Reproduce this listing in full.

### Stored data entries
____

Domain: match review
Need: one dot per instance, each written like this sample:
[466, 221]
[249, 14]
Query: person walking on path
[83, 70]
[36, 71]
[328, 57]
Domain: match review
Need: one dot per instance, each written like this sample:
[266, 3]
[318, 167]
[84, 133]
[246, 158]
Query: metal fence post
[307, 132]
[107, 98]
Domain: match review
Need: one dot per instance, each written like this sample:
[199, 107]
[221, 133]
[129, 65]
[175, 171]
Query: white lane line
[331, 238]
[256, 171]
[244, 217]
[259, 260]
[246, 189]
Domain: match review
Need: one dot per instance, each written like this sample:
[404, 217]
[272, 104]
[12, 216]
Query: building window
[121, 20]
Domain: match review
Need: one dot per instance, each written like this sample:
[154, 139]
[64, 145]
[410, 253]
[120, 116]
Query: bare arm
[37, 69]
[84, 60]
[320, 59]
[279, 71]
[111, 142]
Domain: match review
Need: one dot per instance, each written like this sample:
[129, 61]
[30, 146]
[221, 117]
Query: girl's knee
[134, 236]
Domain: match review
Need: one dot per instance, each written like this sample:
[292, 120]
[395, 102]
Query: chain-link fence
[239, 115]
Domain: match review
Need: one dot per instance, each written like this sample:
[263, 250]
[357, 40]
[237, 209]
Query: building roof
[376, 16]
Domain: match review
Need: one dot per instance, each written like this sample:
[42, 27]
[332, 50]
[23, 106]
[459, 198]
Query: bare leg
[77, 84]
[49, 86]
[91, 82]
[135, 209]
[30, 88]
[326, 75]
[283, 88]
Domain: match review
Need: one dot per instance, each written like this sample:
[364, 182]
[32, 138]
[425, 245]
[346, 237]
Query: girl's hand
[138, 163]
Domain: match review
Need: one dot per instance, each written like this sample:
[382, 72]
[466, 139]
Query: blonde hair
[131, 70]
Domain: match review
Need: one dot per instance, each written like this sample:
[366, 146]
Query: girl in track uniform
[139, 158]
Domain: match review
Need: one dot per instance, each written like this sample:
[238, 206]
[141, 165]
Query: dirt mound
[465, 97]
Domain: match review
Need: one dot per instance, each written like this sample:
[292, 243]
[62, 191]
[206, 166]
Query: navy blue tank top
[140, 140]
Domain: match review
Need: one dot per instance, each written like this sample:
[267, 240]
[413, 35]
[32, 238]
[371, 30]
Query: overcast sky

____

### Solution to this problem
Domain: match review
Need: one dot per instance, each written like this sample:
[466, 221]
[249, 14]
Query: person walking on path
[83, 70]
[36, 71]
[328, 57]
Domain: match review
Need: one dot per instance, each written like this sample:
[266, 3]
[318, 167]
[84, 133]
[246, 158]
Query: metal fence post
[307, 132]
[107, 98]
Domain: match review
Need: one dot per instance, each written like this sample:
[199, 107]
[221, 133]
[129, 65]
[175, 171]
Query: white lane line
[331, 238]
[256, 171]
[244, 217]
[259, 260]
[246, 189]
Domain: match review
Need: one dot per instance, each written like this sample:
[404, 217]
[272, 104]
[12, 216]
Query: building window
[121, 20]
Domain: match review
Need: one dot per instance, each written like this sample:
[154, 139]
[64, 145]
[410, 253]
[120, 116]
Query: bare arm
[37, 69]
[84, 60]
[320, 59]
[279, 71]
[111, 142]
Domain: match review
Need: one dot per instance, each written like this sample:
[129, 61]
[30, 146]
[221, 117]
Query: girl's knee
[134, 236]
Domain: match review
Need: one dot per instance, each written like this sample:
[292, 120]
[395, 102]
Query: chain-link fence
[239, 115]
Domain: match review
Need: one dot per instance, each written like this sample:
[263, 250]
[357, 40]
[237, 209]
Query: building roof
[376, 16]
Domain: match review
Need: one dot per instance, each written like this sample:
[42, 27]
[332, 50]
[23, 106]
[459, 198]
Query: bare leg
[77, 84]
[49, 86]
[91, 82]
[135, 209]
[30, 88]
[326, 75]
[283, 88]
Domain: match review
Need: one dot per instance, each written like this sample:
[364, 182]
[32, 138]
[425, 245]
[346, 237]
Query: girl's hand
[138, 163]
Domain: match review
Need: one dot per instance, each written like this sample:
[382, 72]
[466, 139]
Query: blonde hair
[131, 70]
Domain: match review
Need: one dot per instance, each written like this sample:
[366, 146]
Query: girl in track uniform
[139, 158]
Domain: match review
Need: one dot per instance, each written like this sample:
[238, 206]
[141, 165]
Query: dirt mound
[465, 97]
Domain: match review
Need: one dot per instance, each written like this sample:
[292, 243]
[62, 191]
[206, 166]
Query: navy blue tank top
[140, 140]
Domain: match review
Need: one dot per instance, each written like this sample:
[267, 240]
[413, 35]
[32, 238]
[371, 30]
Query: overcast sky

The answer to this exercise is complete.